— LISTED ENTRIES —
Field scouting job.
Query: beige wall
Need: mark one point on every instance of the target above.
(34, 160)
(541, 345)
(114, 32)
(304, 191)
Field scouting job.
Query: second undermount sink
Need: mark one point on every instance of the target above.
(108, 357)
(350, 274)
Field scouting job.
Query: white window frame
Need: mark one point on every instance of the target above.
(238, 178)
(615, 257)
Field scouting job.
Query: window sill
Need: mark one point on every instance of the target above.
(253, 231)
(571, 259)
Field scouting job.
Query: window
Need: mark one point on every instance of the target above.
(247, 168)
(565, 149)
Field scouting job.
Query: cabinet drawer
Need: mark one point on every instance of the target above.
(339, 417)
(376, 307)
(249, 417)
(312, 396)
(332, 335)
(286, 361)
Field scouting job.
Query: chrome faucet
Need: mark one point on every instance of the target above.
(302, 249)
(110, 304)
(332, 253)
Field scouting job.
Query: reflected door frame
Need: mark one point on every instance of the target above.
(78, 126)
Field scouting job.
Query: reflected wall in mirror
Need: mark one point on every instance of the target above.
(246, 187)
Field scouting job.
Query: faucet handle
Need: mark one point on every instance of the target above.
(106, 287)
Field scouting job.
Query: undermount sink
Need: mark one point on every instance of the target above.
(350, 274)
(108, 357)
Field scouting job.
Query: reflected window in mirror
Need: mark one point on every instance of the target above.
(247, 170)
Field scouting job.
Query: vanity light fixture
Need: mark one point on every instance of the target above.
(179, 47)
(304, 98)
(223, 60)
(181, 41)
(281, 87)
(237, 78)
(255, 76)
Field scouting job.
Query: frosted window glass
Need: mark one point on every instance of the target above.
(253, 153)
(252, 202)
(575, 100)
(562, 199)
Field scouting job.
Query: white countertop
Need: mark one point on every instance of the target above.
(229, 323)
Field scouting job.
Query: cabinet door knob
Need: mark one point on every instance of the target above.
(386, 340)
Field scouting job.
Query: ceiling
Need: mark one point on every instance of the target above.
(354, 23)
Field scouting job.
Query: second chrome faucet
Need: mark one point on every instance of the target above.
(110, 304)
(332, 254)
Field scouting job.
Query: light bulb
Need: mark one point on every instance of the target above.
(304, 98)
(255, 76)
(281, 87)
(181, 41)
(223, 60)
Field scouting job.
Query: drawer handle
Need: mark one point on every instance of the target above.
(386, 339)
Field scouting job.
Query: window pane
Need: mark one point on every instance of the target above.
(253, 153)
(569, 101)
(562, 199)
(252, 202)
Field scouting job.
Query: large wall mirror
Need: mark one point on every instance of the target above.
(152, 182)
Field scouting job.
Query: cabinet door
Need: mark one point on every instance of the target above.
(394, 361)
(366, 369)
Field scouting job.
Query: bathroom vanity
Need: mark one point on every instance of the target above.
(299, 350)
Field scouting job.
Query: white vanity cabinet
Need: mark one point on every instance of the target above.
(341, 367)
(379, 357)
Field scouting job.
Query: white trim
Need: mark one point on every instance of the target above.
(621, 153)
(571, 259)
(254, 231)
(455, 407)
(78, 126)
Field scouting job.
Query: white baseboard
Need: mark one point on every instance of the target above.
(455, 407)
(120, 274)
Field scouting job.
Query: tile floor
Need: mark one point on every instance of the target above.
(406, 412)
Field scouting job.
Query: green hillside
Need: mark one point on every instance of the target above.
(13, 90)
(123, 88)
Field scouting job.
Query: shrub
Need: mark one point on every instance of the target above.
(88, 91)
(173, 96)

---

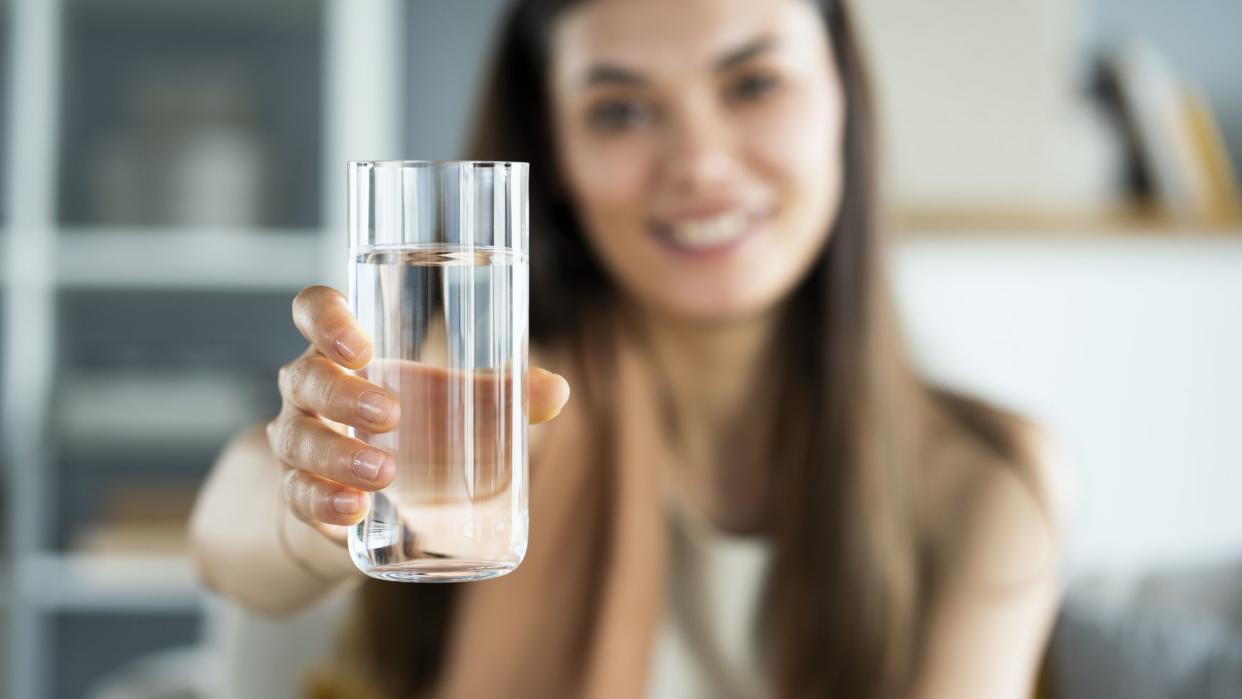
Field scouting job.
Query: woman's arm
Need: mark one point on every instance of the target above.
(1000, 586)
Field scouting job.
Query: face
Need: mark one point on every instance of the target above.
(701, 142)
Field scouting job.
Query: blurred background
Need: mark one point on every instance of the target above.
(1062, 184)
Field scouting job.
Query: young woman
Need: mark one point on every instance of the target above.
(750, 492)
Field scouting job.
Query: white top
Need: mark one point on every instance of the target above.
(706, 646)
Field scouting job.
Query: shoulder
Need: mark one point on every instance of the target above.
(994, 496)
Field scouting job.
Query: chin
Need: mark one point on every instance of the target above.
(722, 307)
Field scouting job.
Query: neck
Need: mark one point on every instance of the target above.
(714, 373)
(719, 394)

— WORK TO BE COMPLETED —
Some lines of the data above may hold the word "door"; state how many do, and give only that number.

— WRITTEN ANSWER —
3